Extracted data entries
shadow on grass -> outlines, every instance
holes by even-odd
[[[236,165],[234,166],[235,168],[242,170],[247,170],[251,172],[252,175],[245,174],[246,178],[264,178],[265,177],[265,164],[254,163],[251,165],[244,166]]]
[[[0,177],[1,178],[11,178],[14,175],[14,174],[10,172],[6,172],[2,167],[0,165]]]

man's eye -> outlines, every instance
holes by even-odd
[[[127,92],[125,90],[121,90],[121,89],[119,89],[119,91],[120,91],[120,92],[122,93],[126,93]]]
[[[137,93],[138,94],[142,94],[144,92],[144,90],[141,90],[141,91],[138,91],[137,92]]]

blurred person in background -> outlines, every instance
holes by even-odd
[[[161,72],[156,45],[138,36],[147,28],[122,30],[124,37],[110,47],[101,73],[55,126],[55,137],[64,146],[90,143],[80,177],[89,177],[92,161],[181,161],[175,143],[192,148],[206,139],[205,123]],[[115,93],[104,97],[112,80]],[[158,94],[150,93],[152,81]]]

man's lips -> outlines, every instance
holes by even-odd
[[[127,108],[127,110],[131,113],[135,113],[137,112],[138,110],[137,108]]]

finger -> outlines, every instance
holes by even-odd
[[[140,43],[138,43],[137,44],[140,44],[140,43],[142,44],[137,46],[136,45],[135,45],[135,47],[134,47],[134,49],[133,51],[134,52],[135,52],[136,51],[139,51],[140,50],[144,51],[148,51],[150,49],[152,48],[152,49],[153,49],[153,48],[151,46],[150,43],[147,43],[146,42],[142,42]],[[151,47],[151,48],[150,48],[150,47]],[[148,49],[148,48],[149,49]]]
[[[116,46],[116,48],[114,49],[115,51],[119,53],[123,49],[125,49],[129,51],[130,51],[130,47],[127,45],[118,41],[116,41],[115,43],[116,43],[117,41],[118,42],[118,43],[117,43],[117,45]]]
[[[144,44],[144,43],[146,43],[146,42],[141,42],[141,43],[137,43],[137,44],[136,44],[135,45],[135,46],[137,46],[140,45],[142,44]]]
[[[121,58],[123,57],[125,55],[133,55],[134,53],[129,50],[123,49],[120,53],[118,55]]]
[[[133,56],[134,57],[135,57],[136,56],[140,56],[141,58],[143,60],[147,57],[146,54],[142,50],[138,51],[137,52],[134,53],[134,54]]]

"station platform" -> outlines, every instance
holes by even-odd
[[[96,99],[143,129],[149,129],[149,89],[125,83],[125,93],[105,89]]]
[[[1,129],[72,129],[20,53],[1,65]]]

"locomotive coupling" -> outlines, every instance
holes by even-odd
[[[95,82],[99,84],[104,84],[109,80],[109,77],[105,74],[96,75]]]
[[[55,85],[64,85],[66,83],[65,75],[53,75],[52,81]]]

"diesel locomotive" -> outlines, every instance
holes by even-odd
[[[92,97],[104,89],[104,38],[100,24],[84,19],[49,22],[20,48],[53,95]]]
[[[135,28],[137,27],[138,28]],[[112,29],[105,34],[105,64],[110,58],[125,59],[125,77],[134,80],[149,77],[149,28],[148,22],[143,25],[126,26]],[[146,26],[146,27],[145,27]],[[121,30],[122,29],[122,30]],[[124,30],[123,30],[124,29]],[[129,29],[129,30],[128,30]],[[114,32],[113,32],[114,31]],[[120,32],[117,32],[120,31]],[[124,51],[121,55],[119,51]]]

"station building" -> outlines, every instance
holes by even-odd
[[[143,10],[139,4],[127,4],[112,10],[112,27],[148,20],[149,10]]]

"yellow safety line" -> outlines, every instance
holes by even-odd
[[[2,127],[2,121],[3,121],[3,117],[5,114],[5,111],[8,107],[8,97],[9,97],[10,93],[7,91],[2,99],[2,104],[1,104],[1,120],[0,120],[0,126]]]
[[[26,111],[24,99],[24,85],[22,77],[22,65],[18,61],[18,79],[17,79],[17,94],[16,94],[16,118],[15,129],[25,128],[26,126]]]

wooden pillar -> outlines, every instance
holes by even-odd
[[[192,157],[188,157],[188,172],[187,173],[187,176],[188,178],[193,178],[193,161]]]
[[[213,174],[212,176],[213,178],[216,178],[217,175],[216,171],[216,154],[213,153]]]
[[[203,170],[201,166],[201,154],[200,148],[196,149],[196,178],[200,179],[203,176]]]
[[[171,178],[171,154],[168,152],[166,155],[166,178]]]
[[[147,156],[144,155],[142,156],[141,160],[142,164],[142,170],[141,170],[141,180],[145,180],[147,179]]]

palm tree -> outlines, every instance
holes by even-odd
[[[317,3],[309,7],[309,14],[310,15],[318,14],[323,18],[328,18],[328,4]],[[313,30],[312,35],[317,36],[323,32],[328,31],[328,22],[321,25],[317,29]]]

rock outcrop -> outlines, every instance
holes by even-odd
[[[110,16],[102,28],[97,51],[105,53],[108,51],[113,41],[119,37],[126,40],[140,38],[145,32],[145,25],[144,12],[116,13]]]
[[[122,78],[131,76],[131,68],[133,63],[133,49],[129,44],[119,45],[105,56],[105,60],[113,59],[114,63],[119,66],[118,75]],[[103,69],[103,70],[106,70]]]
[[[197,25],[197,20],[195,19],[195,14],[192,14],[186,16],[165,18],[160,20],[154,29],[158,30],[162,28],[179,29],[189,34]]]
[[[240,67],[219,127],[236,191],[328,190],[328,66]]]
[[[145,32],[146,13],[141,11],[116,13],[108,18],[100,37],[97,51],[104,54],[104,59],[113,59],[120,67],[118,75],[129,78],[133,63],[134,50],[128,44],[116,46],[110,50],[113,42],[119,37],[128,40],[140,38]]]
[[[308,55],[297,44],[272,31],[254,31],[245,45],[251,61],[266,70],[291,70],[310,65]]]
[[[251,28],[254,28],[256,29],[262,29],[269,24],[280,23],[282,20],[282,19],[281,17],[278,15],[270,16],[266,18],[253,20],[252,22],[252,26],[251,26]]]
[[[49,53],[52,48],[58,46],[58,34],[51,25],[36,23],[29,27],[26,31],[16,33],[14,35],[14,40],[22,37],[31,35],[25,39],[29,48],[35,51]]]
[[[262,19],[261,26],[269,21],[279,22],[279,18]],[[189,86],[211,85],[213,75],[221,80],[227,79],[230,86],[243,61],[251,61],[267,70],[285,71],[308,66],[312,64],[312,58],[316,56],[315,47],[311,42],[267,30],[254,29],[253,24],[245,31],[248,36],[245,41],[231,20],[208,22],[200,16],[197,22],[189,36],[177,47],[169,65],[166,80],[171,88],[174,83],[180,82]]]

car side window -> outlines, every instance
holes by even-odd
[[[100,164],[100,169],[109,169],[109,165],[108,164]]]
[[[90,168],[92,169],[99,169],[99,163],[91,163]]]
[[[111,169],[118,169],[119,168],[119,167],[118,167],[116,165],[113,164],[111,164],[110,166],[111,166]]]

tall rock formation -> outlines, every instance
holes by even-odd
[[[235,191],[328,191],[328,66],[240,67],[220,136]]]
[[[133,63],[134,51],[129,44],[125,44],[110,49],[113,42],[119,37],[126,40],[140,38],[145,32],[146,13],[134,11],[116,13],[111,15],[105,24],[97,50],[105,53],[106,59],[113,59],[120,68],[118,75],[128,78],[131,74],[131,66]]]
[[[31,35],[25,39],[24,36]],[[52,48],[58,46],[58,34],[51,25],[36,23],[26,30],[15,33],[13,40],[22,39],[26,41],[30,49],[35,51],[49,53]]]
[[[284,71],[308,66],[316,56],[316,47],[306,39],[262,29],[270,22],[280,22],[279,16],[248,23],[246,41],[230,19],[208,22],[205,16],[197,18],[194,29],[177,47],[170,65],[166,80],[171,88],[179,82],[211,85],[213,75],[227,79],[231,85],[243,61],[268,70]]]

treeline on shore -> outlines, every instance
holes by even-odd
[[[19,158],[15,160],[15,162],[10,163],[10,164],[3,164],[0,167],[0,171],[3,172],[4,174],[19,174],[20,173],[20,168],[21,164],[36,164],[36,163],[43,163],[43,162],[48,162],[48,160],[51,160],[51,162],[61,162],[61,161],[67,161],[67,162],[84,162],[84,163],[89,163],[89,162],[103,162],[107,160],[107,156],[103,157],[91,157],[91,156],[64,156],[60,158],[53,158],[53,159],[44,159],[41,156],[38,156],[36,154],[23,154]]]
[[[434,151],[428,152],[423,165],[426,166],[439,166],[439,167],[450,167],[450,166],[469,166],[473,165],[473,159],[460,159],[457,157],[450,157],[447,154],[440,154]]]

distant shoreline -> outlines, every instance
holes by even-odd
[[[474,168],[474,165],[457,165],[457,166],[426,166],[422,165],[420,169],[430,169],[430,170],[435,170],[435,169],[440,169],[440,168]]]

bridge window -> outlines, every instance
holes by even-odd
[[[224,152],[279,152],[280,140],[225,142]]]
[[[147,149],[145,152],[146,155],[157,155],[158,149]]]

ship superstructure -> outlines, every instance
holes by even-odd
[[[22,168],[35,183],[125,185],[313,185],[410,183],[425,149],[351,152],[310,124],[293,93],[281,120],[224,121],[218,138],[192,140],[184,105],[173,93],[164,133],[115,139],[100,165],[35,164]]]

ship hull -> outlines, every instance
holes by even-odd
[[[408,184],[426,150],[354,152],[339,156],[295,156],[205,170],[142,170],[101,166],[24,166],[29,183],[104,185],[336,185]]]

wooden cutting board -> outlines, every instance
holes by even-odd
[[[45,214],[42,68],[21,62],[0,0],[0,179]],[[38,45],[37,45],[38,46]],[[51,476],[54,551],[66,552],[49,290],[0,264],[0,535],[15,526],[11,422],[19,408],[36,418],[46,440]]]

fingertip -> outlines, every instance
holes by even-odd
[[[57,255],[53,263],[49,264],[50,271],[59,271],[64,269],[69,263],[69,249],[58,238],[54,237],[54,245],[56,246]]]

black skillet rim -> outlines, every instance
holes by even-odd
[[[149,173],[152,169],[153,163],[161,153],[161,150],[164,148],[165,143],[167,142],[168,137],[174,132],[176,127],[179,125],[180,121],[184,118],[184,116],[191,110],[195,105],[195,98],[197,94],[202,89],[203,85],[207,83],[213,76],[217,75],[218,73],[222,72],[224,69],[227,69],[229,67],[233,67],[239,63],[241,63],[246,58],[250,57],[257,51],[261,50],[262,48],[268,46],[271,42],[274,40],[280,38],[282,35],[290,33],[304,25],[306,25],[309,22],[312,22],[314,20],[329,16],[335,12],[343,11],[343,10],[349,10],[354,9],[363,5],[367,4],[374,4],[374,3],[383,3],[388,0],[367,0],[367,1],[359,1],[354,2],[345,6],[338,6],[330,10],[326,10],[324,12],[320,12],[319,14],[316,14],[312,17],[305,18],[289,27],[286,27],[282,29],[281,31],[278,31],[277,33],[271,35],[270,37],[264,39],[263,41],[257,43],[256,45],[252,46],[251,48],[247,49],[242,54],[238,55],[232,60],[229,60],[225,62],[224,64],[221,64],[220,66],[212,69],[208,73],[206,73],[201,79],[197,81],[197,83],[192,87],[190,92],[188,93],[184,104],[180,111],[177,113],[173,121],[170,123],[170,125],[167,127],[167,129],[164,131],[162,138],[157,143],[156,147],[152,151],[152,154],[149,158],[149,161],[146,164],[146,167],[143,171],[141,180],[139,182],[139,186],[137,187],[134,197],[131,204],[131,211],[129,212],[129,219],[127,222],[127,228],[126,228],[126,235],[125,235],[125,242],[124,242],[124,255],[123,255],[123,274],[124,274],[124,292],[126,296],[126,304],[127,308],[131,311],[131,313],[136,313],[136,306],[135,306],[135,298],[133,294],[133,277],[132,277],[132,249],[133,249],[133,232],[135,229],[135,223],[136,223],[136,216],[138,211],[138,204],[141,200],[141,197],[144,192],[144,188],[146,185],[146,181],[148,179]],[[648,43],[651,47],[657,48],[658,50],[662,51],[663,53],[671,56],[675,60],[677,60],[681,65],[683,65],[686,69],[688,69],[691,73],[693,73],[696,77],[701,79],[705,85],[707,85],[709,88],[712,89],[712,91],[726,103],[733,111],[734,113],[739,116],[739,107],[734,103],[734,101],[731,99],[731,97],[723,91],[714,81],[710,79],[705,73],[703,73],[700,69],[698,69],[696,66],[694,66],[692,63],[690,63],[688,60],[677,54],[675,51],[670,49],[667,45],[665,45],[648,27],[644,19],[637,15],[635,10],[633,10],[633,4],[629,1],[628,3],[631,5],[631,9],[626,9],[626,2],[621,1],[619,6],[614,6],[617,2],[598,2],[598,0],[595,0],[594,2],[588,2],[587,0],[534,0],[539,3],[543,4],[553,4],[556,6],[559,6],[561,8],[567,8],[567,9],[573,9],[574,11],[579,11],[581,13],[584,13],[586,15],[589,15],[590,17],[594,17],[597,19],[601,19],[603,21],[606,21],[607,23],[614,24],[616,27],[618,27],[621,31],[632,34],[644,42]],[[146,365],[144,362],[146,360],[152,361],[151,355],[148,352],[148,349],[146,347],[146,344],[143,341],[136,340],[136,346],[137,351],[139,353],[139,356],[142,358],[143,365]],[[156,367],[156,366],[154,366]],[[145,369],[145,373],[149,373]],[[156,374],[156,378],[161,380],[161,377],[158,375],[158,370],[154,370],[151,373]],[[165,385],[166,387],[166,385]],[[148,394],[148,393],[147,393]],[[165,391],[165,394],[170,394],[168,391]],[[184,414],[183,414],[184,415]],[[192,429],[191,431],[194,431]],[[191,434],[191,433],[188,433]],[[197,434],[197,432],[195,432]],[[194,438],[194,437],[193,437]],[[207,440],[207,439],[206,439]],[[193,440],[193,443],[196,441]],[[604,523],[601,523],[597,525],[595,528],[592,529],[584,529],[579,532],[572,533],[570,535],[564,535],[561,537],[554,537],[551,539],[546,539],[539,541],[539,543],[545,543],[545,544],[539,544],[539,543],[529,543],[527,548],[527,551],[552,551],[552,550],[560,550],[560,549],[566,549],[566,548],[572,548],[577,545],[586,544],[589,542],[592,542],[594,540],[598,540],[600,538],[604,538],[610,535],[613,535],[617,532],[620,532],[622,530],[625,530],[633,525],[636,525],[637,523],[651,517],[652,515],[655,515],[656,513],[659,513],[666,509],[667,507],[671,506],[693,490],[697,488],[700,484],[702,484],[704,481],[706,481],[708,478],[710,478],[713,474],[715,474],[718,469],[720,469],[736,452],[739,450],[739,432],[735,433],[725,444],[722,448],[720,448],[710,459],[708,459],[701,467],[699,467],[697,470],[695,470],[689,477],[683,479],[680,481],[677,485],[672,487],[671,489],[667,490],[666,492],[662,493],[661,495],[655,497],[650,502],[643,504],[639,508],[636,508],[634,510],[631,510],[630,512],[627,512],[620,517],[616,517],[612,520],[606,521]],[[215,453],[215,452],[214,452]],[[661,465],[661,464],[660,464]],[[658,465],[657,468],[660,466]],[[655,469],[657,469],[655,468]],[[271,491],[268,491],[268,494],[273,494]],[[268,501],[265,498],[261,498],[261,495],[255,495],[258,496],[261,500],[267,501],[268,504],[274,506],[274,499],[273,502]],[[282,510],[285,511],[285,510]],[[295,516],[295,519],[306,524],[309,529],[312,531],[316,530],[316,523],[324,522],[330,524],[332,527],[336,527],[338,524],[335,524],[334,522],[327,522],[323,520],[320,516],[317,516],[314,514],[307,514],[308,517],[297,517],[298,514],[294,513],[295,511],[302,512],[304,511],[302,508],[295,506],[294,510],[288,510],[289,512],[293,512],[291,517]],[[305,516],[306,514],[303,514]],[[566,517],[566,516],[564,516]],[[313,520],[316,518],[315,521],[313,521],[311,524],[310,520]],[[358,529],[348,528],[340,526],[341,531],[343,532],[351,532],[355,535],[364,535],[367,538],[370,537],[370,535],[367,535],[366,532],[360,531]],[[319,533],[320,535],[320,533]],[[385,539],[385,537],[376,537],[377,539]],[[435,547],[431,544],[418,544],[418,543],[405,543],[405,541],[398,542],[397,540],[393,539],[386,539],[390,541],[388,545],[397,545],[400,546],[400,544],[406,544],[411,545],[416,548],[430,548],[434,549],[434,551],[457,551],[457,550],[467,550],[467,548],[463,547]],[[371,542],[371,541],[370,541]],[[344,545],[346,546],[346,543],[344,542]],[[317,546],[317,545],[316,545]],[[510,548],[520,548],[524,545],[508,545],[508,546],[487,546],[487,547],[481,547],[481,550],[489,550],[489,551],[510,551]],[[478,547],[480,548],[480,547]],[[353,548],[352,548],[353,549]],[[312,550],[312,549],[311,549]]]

• [Task directions]
Please pick out each line of the listing above that contains the string "window" and copy those lines in full, treating uppercase and lowercase as different.

• [Exercise answer]
car side window -> outlines, every instance
bridge window -> outlines, every instance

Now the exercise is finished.